Aufgaben zur Bearbeitung ::
A - Führen Sie alle Bereiche auf, als deren rechtmäßige Erbin Lenin die Lehre von Marx in dem im Editorial wiedergegebenen Zitat bezeichnet.
B - Beantworten Sie anhand des Editorials die folgenden Fragen:
(i) Wie viele Texte der Augustnummer befassen sich mit der MLPD?
(ii) Was errichtete die MLPD im Juli vor ihrer Parteizentrale?
(iii) An welchem Datum veröffentlichten die Rote Fahne News das Arbeitspapier von Stefan Engel?
C - Setzen Sie das Editorial zur MLPD im Anschluss an seinen letzten Satz fort.

Vorliegender Text ::
══════════

Editorial
Mangelerscheinungen

von Karl-Heinz Schubert

08/2020

trend
onlinezeitung

Diese Augustnummer hat es in sich. Es finden sich in ihr mehr als sonst Beiträge, die zum Innehalten, Überdenken und zum Widerspruch Anlaß geben. Dazu gehören auch zwei Texte, die sich mit der MLPD befassen.

Zweifellos ist es der MLPD in den letzten Wochen gelungen mit der Errichtung  eines Lenin-Standbildes im Juli vor ihrer Parteizentrale, auch außerhalb ihrer überschaubaren Wirkungsfelder auf sich aufmerksam zu machen. Die Rote Fahne News nahmen dies zum Anlass, am 25. Juli 2020 ein Arbeitspapier von Stefan Engel zu veröffentlichen, dem Leiter des "Revolutionären Wegs", theoretisches Organ der MLPD,  das sich zum Ziel setzt, die MLPD auf ihre "neue gesellschaftliche Rolle im Kampf gegen modernen Antikommunismus" durch ein Konspekt zur Bedeutung der wissenschaftlichen Polemik theoretisch aufzurüsten.

Darin finden sich solch befremdliche Behauptungen wie z.B. "Der ganze Marxismus ist letztlich aus der Polemik gegenüber den idealistischen und metaphysischen Hauptströmungen der kapitalistischen Epoche entstanden." Der Marxismus verstanden als Synomym für den "wissenschaftlichen Sozialismus" entsprang nicht sondern auch aus der Polemik. Sie war der organisierten Arbeiter*innenklasse ein wichtiges Instrument im Klassenkampf, das bekanntlich in dialektischer Weise mit dem ökonomischen und dem politischen Kampf der Klassen verbunden ist. Verhielte es sich so, wie der Genosse Engel resumiert, dann irrte allerdings Lenin, wenn er 1913 schreibt: "Die Lehre von Marx ...  ist die rechtmäßige Erbin des Besten, was die Menschheit im 19. Jahrhundert in Gestalt der deutschen Philosophie, der englischen Ökonomie und des französischen Sozialismus hervorgebracht hat." (Unterstreichung von mir)

══════════

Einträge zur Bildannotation
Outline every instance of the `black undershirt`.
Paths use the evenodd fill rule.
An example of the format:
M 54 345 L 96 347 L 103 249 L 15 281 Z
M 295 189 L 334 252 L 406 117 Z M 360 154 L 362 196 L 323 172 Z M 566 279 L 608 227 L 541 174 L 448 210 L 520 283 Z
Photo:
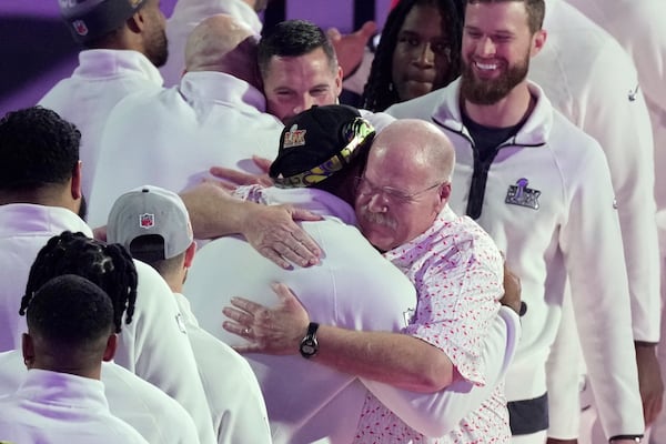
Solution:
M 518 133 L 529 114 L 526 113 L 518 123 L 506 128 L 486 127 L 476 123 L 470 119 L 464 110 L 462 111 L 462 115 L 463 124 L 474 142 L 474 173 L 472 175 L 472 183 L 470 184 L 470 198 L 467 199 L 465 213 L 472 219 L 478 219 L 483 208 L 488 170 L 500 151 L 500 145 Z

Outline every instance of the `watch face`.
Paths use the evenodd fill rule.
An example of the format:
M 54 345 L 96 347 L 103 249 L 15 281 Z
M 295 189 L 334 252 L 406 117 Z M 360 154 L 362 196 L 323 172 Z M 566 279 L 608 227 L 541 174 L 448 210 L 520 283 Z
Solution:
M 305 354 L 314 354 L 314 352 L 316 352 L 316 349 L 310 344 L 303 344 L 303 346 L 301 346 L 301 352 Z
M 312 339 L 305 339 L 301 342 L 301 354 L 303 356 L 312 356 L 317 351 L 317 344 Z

══════════

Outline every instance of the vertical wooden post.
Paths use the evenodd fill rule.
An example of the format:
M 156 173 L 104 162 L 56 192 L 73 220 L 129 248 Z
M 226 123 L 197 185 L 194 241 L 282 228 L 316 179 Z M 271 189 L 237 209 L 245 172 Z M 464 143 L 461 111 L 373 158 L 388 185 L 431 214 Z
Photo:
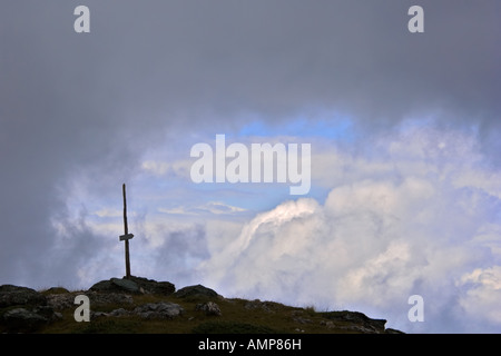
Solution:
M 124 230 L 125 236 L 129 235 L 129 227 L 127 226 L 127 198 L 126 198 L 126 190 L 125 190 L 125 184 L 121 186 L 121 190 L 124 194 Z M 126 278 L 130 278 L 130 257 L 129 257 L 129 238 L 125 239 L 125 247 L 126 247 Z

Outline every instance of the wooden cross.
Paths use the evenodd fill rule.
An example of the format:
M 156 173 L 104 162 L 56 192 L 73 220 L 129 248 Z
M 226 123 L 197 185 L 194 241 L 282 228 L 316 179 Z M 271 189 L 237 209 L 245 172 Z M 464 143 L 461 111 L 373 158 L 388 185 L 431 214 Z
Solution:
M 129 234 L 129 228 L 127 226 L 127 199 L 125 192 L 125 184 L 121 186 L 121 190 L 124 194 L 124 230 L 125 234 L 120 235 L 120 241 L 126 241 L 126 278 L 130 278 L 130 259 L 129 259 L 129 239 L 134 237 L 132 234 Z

══════════

Die Ergebnisse ::
A - Deutsche Philosophie, englische Ökonomie, französischer Sozialismus

B -
(i) Zwei
(ii) Ein Lenin-Standbild
(iii) Am 25. Juli 2020

C -
Ebenfalls grundlegende Mängel auf dem Gebiet der Dialektik arbeitet Hanns Graf in seinem Beitrag "Die MLPD und die Ökologie" heraus. Für die MLPD existiert zwar die "Einheit von Mensch und Natur" - aber nur als "Tautologie". Dass diese  Einheit "eine Einheit von Widersprüchen" ist, hat sie nicht auf dem Schirm. Das begünstigt deren Illusion, dass "die Öko-Bewegung nur ein sozialistisches Ziel und eine stärkere Basierung auf das Proletariat brauche und schon wäre alles in Butter." Sein diskussionswürdiges Fazit lautet daher, "der MLPD mangelt es sowohl an einer materialistischen und wissenschaftlichen Analyse der Umweltproblematik als auch an einer Programmatik, die darauf abzielt, das Proletariat zum Subjekt von „ökologischer Politik“ zu machen."

Bei einer Partei, die seit fast 40 Jahren mit Fleiß und Herzblut revolutionäre Realpolitik betreibt kann dieser Mangel kein Zufall sein, gerade auch weil sie  ihre Wurzeln in der K-Gruppenbewegung der späten 1960er Jahre hat, wo der Marxismus-Leninismus von der Jugend- und Studierendenbewegung wiederentdeckt wurde, was klare Grenzziehungen zwischen dem Dialektischen Materialismus und der Kritischen Theorie als idealistische Umdeutung des Marxismus notwendig machte.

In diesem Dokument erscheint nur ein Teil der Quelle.